━━━ Available data

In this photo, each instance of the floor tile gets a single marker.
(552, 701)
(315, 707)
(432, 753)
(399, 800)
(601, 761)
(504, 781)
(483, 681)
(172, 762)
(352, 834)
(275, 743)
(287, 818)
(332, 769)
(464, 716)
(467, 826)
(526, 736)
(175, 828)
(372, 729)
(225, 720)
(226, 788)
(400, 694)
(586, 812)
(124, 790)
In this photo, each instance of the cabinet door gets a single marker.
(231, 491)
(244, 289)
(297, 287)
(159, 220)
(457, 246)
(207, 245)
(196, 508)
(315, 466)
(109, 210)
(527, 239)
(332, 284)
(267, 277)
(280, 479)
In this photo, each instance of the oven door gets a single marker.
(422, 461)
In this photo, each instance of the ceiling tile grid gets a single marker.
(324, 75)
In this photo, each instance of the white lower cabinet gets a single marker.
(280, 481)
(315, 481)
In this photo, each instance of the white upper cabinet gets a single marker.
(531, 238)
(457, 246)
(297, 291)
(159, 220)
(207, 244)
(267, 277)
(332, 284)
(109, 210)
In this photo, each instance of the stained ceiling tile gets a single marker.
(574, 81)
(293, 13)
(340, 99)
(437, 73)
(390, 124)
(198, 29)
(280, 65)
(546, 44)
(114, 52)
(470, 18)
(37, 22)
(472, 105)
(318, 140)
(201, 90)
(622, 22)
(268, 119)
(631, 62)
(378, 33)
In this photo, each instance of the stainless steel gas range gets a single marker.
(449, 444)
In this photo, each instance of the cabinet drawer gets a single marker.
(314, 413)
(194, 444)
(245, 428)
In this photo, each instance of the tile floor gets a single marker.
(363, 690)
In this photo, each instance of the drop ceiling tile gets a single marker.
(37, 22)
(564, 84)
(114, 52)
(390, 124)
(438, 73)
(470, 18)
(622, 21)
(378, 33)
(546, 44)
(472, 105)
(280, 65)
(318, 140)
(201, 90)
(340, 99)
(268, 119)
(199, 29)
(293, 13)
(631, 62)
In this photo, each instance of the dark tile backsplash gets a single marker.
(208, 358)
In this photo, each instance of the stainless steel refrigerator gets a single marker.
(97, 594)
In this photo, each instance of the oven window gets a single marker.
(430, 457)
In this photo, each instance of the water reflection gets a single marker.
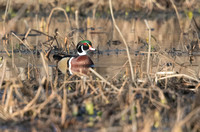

━━━━━━

Aim of the task: Could you update the lines from the one containing "In this photo, each instance of the stainless steel gas" through the last line so that "marker" becomes "dot", with everything else unchanged? Leave the pictures out of your answer.

Response below:
In this photo, each instance of the stainless steel gas range gets a single dot.
(449, 444)
In this photo, each instance of the cabinet drawer gets a single dot.
(314, 413)
(194, 444)
(245, 428)
In this photo, each instance of the tile floor gets a single dot.
(363, 690)
In this photo, each instance of the drop ceiling tile gets a single dot.
(37, 22)
(564, 84)
(114, 52)
(390, 124)
(438, 73)
(470, 18)
(622, 21)
(378, 33)
(546, 44)
(472, 105)
(280, 65)
(318, 140)
(201, 90)
(340, 99)
(268, 119)
(199, 29)
(293, 13)
(631, 62)
In this photo, each instance of the dark tile backsplash gets a single dot.
(208, 358)
In this photo, each instance of the stainless steel refrigerator gets a single dot.
(97, 594)
In this photo, each instance of the oven window gets a single dot.
(430, 457)
In this photo, each instance of the water reflection gets a single dot.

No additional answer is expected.